(Exercise text begins)

Do the Saudis dare hold it in the wake of the coronavirus outbreak? If they go ahead, what kind of medical facilities will they have on standby? The Tokyo Olympic Games, which were due to be held at the same time, from July 24 to August 9, and which were expected to draw around 600,000 overseas visitors will be postponed. So it’s hard to see the Saudis managing to hold a full-scale Hajj, which normally draws around two million pilgrims a year.
Andras Simonyi, senior fellow, Global Energy Center, Atlantic Council
“No doubt the COVID-19 crisis will cause Europe to rethink its relationship with Russia and China, which can have two opposing effects. For some, this will lead to more cozying up to both countries. Russia and China have already found cracks (and an opportunity) in Italy, which will certainly remember that the two countries have been the first and only ones who heeded Italy’s desperate call for help, with China sending medical equipment and Russia sending military assistance. Supporting Italy, a founding member of NATO, is both a strategic and a political move for Russia and China, which will impact Russian and Chinese energy supplies and infrastructures in the future. Russia, especially, will continue to try to undercut US energy exports at any cost.

(Exercise text ends)
(Data section begins)

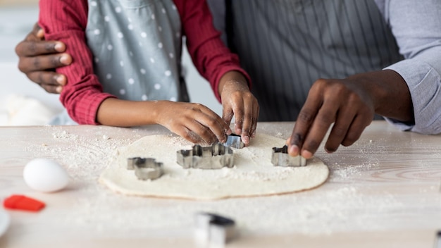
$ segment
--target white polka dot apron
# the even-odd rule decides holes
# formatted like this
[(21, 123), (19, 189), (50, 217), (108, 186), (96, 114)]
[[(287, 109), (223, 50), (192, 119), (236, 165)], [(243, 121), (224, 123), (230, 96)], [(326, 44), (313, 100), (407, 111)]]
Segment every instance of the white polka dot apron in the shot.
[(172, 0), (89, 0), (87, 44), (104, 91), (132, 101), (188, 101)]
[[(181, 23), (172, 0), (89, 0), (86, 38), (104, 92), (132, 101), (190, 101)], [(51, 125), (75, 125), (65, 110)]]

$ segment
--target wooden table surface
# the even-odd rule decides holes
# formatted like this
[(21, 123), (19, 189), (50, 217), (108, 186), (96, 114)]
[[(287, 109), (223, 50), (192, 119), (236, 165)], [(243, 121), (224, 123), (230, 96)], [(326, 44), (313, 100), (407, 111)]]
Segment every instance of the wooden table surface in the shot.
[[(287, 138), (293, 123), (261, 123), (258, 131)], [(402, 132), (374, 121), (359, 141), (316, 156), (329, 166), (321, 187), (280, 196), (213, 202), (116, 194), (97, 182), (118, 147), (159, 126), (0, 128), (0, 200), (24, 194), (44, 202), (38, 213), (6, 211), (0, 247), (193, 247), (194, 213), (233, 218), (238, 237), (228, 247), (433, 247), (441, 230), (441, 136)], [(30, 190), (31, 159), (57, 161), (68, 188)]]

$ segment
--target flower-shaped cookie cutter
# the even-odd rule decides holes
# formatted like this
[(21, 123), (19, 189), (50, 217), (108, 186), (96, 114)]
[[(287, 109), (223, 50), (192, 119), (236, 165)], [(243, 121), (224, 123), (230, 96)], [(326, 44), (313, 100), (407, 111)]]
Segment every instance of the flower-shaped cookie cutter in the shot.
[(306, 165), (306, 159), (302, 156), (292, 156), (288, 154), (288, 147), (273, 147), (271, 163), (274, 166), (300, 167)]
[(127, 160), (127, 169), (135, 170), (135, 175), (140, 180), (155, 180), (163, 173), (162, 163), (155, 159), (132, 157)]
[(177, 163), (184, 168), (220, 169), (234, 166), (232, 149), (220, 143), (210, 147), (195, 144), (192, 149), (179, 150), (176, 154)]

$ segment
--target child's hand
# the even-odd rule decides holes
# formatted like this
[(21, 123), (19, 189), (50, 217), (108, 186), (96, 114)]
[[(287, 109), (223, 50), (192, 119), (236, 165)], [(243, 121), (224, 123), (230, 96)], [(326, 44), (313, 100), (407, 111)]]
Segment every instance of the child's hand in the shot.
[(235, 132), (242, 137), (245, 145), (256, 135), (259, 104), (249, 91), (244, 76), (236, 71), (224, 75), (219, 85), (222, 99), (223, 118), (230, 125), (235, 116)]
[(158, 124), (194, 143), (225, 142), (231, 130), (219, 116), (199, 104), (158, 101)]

(Data section ends)

### Work request
Rewrite the passage on the COVID-19 crisis starting at "Andras Simonyi, senior" and ending at "at any cost.", substituting "protective gear" for "medical equipment". The entries play no part in what follows.

### Problem solution
Andras Simonyi, senior fellow, Global Energy Center, Atlantic Council
“No doubt the COVID-19 crisis will cause Europe to rethink its relationship with Russia and China, which can have two opposing effects. For some, this will lead to more cozying up to both countries. Russia and China have already found cracks (and an opportunity) in Italy, which will certainly remember that the two countries have been the first and only ones who heeded Italy’s desperate call for help, with China sending protective gear and Russia sending military assistance. Supporting Italy, a founding member of NATO, is both a strategic and a political move for Russia and China, which will impact Russian and Chinese energy supplies and infrastructures in the future. Russia, especially, will continue to try to undercut US energy exports at any cost.